**Work to do:** Repeat, exactly and completely, the entries shown underneath.

**Records for this task:**
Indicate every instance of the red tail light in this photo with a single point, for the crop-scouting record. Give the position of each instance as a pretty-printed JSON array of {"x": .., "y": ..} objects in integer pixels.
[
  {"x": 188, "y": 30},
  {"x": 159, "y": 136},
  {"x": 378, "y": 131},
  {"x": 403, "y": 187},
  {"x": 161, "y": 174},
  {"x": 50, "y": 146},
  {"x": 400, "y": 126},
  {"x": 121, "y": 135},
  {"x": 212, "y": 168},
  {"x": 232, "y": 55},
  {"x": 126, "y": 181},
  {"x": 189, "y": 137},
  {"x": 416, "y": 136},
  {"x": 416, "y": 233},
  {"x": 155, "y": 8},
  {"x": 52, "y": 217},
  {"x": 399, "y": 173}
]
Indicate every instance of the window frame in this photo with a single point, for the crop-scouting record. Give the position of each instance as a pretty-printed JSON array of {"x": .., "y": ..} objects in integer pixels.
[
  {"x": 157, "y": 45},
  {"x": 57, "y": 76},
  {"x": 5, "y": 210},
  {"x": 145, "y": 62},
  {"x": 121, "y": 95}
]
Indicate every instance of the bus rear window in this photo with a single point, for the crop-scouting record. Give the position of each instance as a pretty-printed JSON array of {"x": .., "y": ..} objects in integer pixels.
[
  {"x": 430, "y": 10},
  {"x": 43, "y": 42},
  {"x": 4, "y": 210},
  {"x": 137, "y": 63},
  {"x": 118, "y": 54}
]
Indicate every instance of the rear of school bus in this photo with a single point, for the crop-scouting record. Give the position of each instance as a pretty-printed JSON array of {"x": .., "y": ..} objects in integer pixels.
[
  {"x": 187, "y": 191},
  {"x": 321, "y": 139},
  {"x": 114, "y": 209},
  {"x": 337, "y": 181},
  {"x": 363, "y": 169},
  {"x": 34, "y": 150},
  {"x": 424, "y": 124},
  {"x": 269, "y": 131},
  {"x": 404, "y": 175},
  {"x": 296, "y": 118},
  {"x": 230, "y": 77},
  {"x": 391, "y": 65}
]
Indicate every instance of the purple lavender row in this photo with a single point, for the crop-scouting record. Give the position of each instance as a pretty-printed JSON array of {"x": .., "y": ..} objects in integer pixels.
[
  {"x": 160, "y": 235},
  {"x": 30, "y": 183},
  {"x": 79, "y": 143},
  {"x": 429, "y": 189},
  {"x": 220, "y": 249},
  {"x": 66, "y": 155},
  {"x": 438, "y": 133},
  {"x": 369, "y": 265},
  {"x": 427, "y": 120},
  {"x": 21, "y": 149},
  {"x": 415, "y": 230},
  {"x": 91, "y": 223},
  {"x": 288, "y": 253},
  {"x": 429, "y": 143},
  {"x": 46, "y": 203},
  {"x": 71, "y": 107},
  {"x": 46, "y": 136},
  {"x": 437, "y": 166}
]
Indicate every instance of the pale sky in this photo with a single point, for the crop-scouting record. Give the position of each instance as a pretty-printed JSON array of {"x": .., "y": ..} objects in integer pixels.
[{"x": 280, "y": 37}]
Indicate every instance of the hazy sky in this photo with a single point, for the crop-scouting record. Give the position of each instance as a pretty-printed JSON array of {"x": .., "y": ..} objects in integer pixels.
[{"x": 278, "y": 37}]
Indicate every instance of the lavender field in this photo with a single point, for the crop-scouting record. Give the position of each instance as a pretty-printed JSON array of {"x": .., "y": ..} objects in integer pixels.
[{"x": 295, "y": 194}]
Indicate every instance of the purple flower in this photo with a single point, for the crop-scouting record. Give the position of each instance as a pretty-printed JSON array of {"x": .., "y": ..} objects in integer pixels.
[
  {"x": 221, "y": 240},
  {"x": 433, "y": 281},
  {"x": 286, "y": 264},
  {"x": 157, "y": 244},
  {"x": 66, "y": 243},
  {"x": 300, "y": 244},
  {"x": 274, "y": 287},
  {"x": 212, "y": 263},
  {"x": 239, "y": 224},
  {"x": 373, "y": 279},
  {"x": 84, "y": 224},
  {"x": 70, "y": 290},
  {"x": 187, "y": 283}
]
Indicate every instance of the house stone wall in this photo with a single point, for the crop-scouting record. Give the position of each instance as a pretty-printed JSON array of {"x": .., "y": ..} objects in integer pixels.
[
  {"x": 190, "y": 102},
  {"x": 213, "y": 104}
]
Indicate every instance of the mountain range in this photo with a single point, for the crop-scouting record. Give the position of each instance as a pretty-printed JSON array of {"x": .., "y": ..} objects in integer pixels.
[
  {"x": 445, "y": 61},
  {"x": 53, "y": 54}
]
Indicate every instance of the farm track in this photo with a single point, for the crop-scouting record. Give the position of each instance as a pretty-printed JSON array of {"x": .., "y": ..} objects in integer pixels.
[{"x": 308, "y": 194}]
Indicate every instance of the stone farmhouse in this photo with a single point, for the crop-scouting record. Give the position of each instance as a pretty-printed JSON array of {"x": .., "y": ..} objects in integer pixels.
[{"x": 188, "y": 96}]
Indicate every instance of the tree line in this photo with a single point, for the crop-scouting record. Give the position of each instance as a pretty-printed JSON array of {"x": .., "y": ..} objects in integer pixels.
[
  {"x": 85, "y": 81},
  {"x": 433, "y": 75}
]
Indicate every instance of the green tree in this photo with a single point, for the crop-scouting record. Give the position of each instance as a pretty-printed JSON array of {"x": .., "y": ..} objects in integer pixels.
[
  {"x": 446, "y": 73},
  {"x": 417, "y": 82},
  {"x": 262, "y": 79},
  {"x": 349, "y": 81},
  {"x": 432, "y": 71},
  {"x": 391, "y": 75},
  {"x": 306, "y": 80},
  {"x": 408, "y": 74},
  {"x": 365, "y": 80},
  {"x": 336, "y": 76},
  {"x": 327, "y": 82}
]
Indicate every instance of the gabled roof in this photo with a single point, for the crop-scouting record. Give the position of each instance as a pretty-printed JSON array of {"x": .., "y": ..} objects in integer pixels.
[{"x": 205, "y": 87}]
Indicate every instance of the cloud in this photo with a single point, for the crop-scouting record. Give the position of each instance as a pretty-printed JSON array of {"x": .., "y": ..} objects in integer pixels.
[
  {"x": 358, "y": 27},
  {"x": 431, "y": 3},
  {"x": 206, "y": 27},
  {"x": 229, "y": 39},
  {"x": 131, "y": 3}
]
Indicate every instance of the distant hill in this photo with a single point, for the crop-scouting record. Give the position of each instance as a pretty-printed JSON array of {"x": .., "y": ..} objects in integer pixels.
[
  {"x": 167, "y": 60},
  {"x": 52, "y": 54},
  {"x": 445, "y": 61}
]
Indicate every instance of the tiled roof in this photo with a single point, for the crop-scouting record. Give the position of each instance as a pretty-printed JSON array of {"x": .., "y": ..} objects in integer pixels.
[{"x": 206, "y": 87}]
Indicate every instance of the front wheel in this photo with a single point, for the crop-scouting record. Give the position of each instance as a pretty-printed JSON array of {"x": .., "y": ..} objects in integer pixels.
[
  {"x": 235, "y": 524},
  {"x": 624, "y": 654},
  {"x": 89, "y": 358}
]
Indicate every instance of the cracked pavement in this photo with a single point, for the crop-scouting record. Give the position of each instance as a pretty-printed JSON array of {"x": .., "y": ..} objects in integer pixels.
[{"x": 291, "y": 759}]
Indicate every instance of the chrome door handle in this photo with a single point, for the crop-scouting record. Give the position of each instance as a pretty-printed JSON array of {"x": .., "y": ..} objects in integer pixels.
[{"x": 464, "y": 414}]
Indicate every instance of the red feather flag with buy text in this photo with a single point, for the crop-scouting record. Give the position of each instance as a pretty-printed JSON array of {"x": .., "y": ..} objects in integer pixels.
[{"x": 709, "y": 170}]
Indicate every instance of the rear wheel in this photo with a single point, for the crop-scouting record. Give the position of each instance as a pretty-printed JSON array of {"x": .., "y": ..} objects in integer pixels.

**Final answer:**
Indicate every instance of the red tail light in this photo with a single point, for the crop-scouting record. Give the position of each instance as a pretty-printed JSON array of {"x": .., "y": ..} objects in integer pixels.
[
  {"x": 188, "y": 30},
  {"x": 159, "y": 136},
  {"x": 378, "y": 131},
  {"x": 403, "y": 187},
  {"x": 161, "y": 174},
  {"x": 50, "y": 146},
  {"x": 400, "y": 126},
  {"x": 121, "y": 135},
  {"x": 212, "y": 168},
  {"x": 232, "y": 55},
  {"x": 126, "y": 181},
  {"x": 189, "y": 137},
  {"x": 416, "y": 136},
  {"x": 416, "y": 233},
  {"x": 155, "y": 8},
  {"x": 52, "y": 217},
  {"x": 399, "y": 173}
]
Indicate every instance of the window frame in this photo with a single point, for the crop-scouting record. Give the position of each instance as a pretty-printed JSON array of {"x": .., "y": ..} objects in integer pixels.
[
  {"x": 157, "y": 45},
  {"x": 57, "y": 76},
  {"x": 5, "y": 210},
  {"x": 145, "y": 62},
  {"x": 121, "y": 95}
]
Indicate every instance of the bus rear window in this photo with a single point, for the crop-scouting record. Give the position of each instance as a pretty-printed JSON array of {"x": .., "y": ..} objects in integer pixels.
[
  {"x": 430, "y": 10},
  {"x": 43, "y": 42},
  {"x": 4, "y": 210},
  {"x": 137, "y": 63},
  {"x": 118, "y": 54}
]
Indicate every instance of the rear of school bus in this photo with a single point, for the crop-scouting record. Give the position of each instance as a pretty-printed JSON array of {"x": .., "y": ..} objects in integer pixels.
[
  {"x": 187, "y": 191},
  {"x": 321, "y": 139},
  {"x": 114, "y": 209},
  {"x": 337, "y": 181},
  {"x": 363, "y": 169},
  {"x": 34, "y": 150},
  {"x": 424, "y": 124},
  {"x": 269, "y": 131},
  {"x": 404, "y": 175},
  {"x": 296, "y": 118},
  {"x": 230, "y": 77},
  {"x": 391, "y": 65}
]
Indicate every instance of the purple lavender row in this photo with a single point, for the crop-scouting record. Give the position of each instance as a pretty-printed JSON array of {"x": .., "y": ..} objects in integer pixels.
[
  {"x": 160, "y": 235},
  {"x": 30, "y": 183},
  {"x": 79, "y": 143},
  {"x": 429, "y": 189},
  {"x": 220, "y": 249},
  {"x": 66, "y": 155},
  {"x": 438, "y": 133},
  {"x": 369, "y": 265},
  {"x": 427, "y": 120},
  {"x": 21, "y": 149},
  {"x": 415, "y": 230},
  {"x": 91, "y": 223},
  {"x": 288, "y": 253},
  {"x": 429, "y": 143},
  {"x": 46, "y": 203},
  {"x": 71, "y": 107},
  {"x": 46, "y": 136},
  {"x": 437, "y": 166}
]
Indicate every instance of the pale sky in this photo with a single point, for the crop-scouting record. Give the position of each instance as a pretty-printed JSON array of {"x": .., "y": ..} objects in integer pixels.
[{"x": 280, "y": 37}]
Indicate every instance of the hazy sky in this photo with a single point, for the crop-scouting record. Give the position of each instance as a pretty-printed JSON array of {"x": .., "y": ..} objects in integer pixels.
[{"x": 278, "y": 37}]
Indicate every instance of the lavender field in this photo with a single point, for the crop-scouting record. Give the position of each instance as a pretty-printed JSON array of {"x": .., "y": ..} objects in integer pixels.
[{"x": 295, "y": 194}]
Indicate every instance of the purple flower in this photo with a single point, for the crop-scouting record. Give the position of each instance as a pretty-printed JSON array of {"x": .., "y": ..} objects in integer pixels.
[
  {"x": 221, "y": 240},
  {"x": 433, "y": 281},
  {"x": 286, "y": 264},
  {"x": 157, "y": 244},
  {"x": 66, "y": 243},
  {"x": 300, "y": 244},
  {"x": 274, "y": 287},
  {"x": 212, "y": 263},
  {"x": 239, "y": 224},
  {"x": 373, "y": 279},
  {"x": 84, "y": 224},
  {"x": 70, "y": 290},
  {"x": 187, "y": 283}
]
Indicate every instance of the house stone wall in this photo with a single point, for the crop-scouting record. Give the position of each instance as a pretty-printed JSON array of {"x": .., "y": ..} objects in integer pixels.
[
  {"x": 190, "y": 102},
  {"x": 213, "y": 104}
]
Indicate every instance of the mountain range in this photo with a single point, for the crop-scouting record. Give the position of each instance as a pretty-printed JSON array of {"x": .., "y": ..} objects in integer pixels.
[
  {"x": 445, "y": 61},
  {"x": 53, "y": 54}
]
Indicate every instance of the farm track in this photo with a single point, for the crop-scouting record. Give the position of each instance as a pretty-printed JSON array of {"x": .., "y": ..} objects in integer pixels.
[{"x": 308, "y": 194}]
Indicate every instance of the stone farmhouse in this photo with a single point, for the crop-scouting record. Give the position of each instance as a pretty-printed JSON array of {"x": .., "y": ..} objects in integer pixels.
[{"x": 188, "y": 96}]
Indicate every instance of the tree line in this photo with a single point, for the crop-scouting record. Give the position of each instance as a pretty-printed JSON array of {"x": .., "y": ..} objects in integer pixels.
[
  {"x": 85, "y": 81},
  {"x": 433, "y": 75}
]
Indicate every instance of the green tree in this photo with a single point, for the crop-scouting record. Give the position of each instance as a pretty-printed JSON array of {"x": .., "y": ..} objects in integer pixels.
[
  {"x": 446, "y": 73},
  {"x": 417, "y": 82},
  {"x": 262, "y": 79},
  {"x": 349, "y": 81},
  {"x": 432, "y": 71},
  {"x": 391, "y": 75},
  {"x": 306, "y": 80},
  {"x": 408, "y": 74},
  {"x": 365, "y": 80},
  {"x": 336, "y": 76},
  {"x": 327, "y": 82}
]
Indicate every instance of the gabled roof in this photo with a single point, for the crop-scouting record. Give the position of each instance as a pretty-printed JSON array of {"x": .., "y": ..} objects in integer pixels.
[{"x": 205, "y": 87}]
Indicate every instance of the cloud in this photo with a single point, for the crop-scouting record. Give the position of each instance as a pretty-printed JSON array of {"x": .., "y": ..} objects in integer pixels.
[
  {"x": 358, "y": 27},
  {"x": 431, "y": 3},
  {"x": 206, "y": 27},
  {"x": 229, "y": 39},
  {"x": 131, "y": 3}
]
Indicate every instance of the distant hill in this photo with a single point, for the crop-scouting record. Give the position of each instance as a pretty-printed JSON array of {"x": .., "y": ..} objects in integer pixels.
[
  {"x": 167, "y": 60},
  {"x": 52, "y": 54},
  {"x": 445, "y": 61}
]
Indicate every instance of the tiled roof in this photo with a single point, for the crop-scouting record. Give the position of each instance as a pretty-printed JSON array of {"x": .., "y": ..} objects in integer pixels.
[{"x": 206, "y": 87}]
Indicate every instance of the front wheel in this photo with a single point, for the crop-scouting record. Give the position of each instance as a pretty-printed JSON array of {"x": .., "y": ..} objects in integer pixels.
[
  {"x": 235, "y": 524},
  {"x": 624, "y": 654},
  {"x": 89, "y": 358}
]
Indicate every instance of the cracked pavement in this photo with a single point, for the crop-scouting record. Give the position of each instance as a pretty-printed JSON array of {"x": .., "y": ..} objects in integer pixels.
[{"x": 291, "y": 759}]
Indicate every instance of the chrome door handle in this photo with a single point, for the crop-scouting record. Give the position of each instance as a pretty-printed JSON array of {"x": .., "y": ..} objects in integer pixels.
[{"x": 464, "y": 414}]
Indicate every instance of the red feather flag with buy text in this photo with a single point, for the crop-scouting record. Give the position of each instance as a pretty-printed JSON array of {"x": .., "y": ..} objects in integer pixels.
[{"x": 709, "y": 170}]
Indicate every instance of the rear wheel in this photo with a single point, for the crop-scouting record. Give the position of each instance as a pretty-printed JSON array of {"x": .., "y": ..} objects in integer pixels.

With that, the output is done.